Stated problem
Reproduce the listing word for word, leaving every picture behind.

Material supplied
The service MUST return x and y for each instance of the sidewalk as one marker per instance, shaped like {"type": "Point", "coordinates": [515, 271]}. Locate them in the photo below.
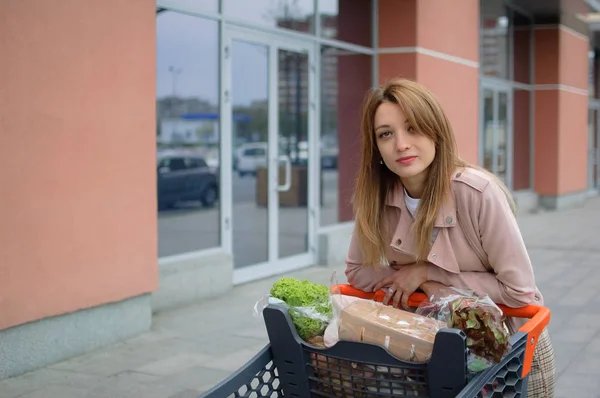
{"type": "Point", "coordinates": [191, 349]}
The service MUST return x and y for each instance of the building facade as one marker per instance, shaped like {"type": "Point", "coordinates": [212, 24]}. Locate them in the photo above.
{"type": "Point", "coordinates": [268, 94]}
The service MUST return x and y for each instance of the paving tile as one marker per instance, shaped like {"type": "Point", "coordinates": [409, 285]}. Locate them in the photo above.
{"type": "Point", "coordinates": [29, 382]}
{"type": "Point", "coordinates": [61, 391]}
{"type": "Point", "coordinates": [187, 394]}
{"type": "Point", "coordinates": [233, 361]}
{"type": "Point", "coordinates": [101, 363]}
{"type": "Point", "coordinates": [198, 378]}
{"type": "Point", "coordinates": [173, 364]}
{"type": "Point", "coordinates": [134, 385]}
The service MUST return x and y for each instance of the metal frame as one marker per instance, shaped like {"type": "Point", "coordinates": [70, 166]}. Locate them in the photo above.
{"type": "Point", "coordinates": [313, 40]}
{"type": "Point", "coordinates": [497, 88]}
{"type": "Point", "coordinates": [510, 85]}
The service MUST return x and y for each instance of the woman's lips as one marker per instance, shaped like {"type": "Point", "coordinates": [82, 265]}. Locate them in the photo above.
{"type": "Point", "coordinates": [406, 160]}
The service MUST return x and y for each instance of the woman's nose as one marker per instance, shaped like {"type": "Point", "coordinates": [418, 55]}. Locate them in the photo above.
{"type": "Point", "coordinates": [401, 143]}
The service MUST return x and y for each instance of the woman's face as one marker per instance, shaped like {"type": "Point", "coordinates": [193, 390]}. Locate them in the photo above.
{"type": "Point", "coordinates": [405, 151]}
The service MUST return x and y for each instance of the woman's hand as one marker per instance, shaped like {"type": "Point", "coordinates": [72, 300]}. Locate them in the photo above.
{"type": "Point", "coordinates": [435, 289]}
{"type": "Point", "coordinates": [402, 283]}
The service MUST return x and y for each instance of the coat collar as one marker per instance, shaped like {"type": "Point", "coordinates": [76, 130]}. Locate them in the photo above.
{"type": "Point", "coordinates": [446, 216]}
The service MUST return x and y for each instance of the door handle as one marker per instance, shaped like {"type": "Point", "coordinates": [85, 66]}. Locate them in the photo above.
{"type": "Point", "coordinates": [288, 173]}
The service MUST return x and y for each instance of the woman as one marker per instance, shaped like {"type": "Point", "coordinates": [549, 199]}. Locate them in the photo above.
{"type": "Point", "coordinates": [426, 219]}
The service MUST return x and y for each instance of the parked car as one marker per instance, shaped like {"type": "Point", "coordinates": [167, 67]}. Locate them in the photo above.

Exercise response
The service MUST return x and y for each instance of the sidewalk as one marker per instance, shaped like {"type": "Point", "coordinates": [515, 271]}. Locate them in the photo below.
{"type": "Point", "coordinates": [191, 349]}
The service MUST return x and y for each instance of the building facade as one marker per instance, shaped like {"type": "Point", "coordinates": [212, 24]}. Locate them in the photo above.
{"type": "Point", "coordinates": [268, 94]}
The service MUST return x and y for each instance of the paving tile as one marker per instance, shaped like {"type": "Point", "coordinates": [409, 285]}. Locate them in the photo above.
{"type": "Point", "coordinates": [29, 382]}
{"type": "Point", "coordinates": [61, 391]}
{"type": "Point", "coordinates": [187, 394]}
{"type": "Point", "coordinates": [233, 361]}
{"type": "Point", "coordinates": [101, 363]}
{"type": "Point", "coordinates": [198, 378]}
{"type": "Point", "coordinates": [173, 364]}
{"type": "Point", "coordinates": [134, 385]}
The service MUST return x and y for each instance of the metal frame as one marker per instance, shaped like {"type": "Point", "coordinates": [70, 166]}. Locate them in the photo above.
{"type": "Point", "coordinates": [313, 40]}
{"type": "Point", "coordinates": [497, 88]}
{"type": "Point", "coordinates": [510, 85]}
The service MUST return x and y for each instance of the woman's lips as one marker per instance, shaped like {"type": "Point", "coordinates": [82, 265]}. Locate them in the photo above.
{"type": "Point", "coordinates": [406, 160]}
The service MUST return x and y for each instance of the woman's nose as one marker per instance, shaped like {"type": "Point", "coordinates": [418, 55]}. Locate them in the photo above.
{"type": "Point", "coordinates": [401, 143]}
The service MUST return x and y for each instance of the woman's face as one marker per instance, shaped like {"type": "Point", "coordinates": [193, 390]}. Locate them in the photo above.
{"type": "Point", "coordinates": [405, 151]}
The service MUST return x and y for each instance of the woman's hand as one marker per instance, shaped like {"type": "Point", "coordinates": [72, 300]}. Locate them in the photo above.
{"type": "Point", "coordinates": [435, 289]}
{"type": "Point", "coordinates": [402, 283]}
The service MUST return x and y for each instance of the coat collar as one marker per instance, shaped like {"type": "Point", "coordinates": [76, 130]}. Locate them in the photo above.
{"type": "Point", "coordinates": [446, 216]}
The service MUST return x and y for each instance of the door handle as one marker per instance, shaped like {"type": "Point", "coordinates": [85, 66]}. Locate them in the photo above.
{"type": "Point", "coordinates": [288, 173]}
The service MUST return x and y for each instance of the woman as one marker per instance, shaped like {"type": "Point", "coordinates": [549, 199]}. Locate them in the photo above.
{"type": "Point", "coordinates": [426, 219]}
The service MUST return x and y for each instance of the parked car as one marker per instance, shaped like {"type": "Point", "coordinates": [167, 67]}. Locate them in the photo above.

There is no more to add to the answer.